| The exercise |
Take all the material and copy it exactly.

| Input rows |
• • • • •

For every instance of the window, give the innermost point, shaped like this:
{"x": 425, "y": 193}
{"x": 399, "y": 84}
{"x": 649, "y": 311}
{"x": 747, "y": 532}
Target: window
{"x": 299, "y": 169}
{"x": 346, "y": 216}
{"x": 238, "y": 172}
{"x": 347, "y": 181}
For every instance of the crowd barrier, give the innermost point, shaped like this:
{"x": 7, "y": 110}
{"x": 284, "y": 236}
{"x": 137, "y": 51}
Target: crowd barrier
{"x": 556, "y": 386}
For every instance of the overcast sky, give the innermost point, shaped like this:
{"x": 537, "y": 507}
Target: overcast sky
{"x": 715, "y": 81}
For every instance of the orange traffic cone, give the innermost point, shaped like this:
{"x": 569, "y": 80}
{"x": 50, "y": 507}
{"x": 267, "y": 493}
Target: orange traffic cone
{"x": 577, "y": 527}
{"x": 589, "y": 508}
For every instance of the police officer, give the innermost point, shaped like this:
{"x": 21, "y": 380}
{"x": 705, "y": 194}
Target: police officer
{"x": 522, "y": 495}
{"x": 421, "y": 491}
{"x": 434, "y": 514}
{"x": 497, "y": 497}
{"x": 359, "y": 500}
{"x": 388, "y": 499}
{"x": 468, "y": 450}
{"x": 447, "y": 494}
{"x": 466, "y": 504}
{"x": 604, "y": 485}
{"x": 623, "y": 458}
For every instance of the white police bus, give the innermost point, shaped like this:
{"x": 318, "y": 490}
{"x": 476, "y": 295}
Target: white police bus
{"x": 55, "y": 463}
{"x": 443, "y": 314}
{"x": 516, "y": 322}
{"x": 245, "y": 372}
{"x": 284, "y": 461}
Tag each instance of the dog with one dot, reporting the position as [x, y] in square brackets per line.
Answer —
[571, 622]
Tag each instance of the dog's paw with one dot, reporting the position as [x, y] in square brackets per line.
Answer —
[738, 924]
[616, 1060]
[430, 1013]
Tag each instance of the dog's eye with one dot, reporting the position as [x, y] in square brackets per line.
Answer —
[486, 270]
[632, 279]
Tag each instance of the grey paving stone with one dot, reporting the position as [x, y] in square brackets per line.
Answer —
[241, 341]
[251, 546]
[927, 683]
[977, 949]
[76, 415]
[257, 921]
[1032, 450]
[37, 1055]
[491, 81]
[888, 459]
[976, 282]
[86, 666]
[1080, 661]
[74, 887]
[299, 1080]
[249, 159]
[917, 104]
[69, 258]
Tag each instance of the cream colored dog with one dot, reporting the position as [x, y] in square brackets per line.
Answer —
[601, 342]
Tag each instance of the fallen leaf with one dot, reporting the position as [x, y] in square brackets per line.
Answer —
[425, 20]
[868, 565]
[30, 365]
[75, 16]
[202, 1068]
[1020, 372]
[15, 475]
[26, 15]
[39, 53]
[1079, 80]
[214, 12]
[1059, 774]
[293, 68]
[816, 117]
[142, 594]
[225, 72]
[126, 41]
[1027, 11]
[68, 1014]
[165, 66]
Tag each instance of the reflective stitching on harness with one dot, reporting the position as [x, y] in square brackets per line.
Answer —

• • • • •

| Task answer |
For every instance of the window, give the innermost point, shaped like this:
{"x": 425, "y": 193}
{"x": 399, "y": 84}
{"x": 649, "y": 311}
{"x": 747, "y": 532}
Target: window
{"x": 299, "y": 169}
{"x": 346, "y": 216}
{"x": 238, "y": 172}
{"x": 347, "y": 181}
For every instance of the crowd barrier, give the innermost point, shaped like this:
{"x": 7, "y": 110}
{"x": 284, "y": 236}
{"x": 137, "y": 51}
Target: crowd barrier
{"x": 556, "y": 386}
For every instance of the overcast sky, give the innermost point, shaped like this:
{"x": 537, "y": 507}
Target: overcast sky
{"x": 715, "y": 81}
For every instance of the orange traffic cone, give the innermost point, shaped like this:
{"x": 569, "y": 80}
{"x": 50, "y": 507}
{"x": 267, "y": 493}
Target: orange traffic cone
{"x": 577, "y": 527}
{"x": 589, "y": 508}
For every instance of the police officer, give the innermost point, shaped like this:
{"x": 21, "y": 380}
{"x": 705, "y": 194}
Target: police officer
{"x": 522, "y": 495}
{"x": 421, "y": 491}
{"x": 434, "y": 514}
{"x": 497, "y": 497}
{"x": 359, "y": 500}
{"x": 388, "y": 499}
{"x": 468, "y": 450}
{"x": 447, "y": 494}
{"x": 466, "y": 504}
{"x": 604, "y": 485}
{"x": 623, "y": 458}
For every instance of the white police bus, give the innermost point, shaped like this:
{"x": 318, "y": 490}
{"x": 476, "y": 295}
Target: white police bus
{"x": 55, "y": 463}
{"x": 443, "y": 314}
{"x": 516, "y": 322}
{"x": 245, "y": 372}
{"x": 284, "y": 461}
Tag each instance of the dog with one dot, reporting the position as [x, y] in square brackets per line.
Answer —
[571, 622]
Tag each instance of the dog's paw with one dot, reporting the position as [x, y] in square brackets per line.
Answer —
[738, 924]
[616, 1060]
[430, 1013]
Tag each instance of the dog's eye with one dot, reporting the position as [x, y] in square brackets per line.
Answer —
[486, 270]
[632, 279]
Tag each instance of the grey paving stone with one dot, reporting the position as [x, y] in square brackets per line.
Answer —
[241, 341]
[251, 546]
[927, 683]
[977, 949]
[76, 415]
[257, 921]
[1032, 450]
[37, 1055]
[491, 81]
[888, 459]
[976, 282]
[86, 666]
[1080, 661]
[74, 887]
[299, 1080]
[249, 159]
[917, 104]
[69, 258]
Tag each instance of the cream colored dog with one dot, reporting the position as [x, y] in square brackets per line.
Answer —
[601, 342]
Tag each instance of the fallen leaf with one dot, reporting the position as [x, y] in square brackets per line.
Answer —
[425, 20]
[868, 565]
[30, 365]
[75, 16]
[202, 1068]
[1020, 372]
[15, 475]
[26, 15]
[39, 53]
[1079, 80]
[214, 12]
[1059, 774]
[293, 68]
[816, 117]
[142, 594]
[225, 72]
[126, 41]
[1027, 11]
[68, 1014]
[165, 66]
Tag each instance of the reflective stitching on harness with one dot, reporting the position as [x, y] in square brackets per line.
Answer —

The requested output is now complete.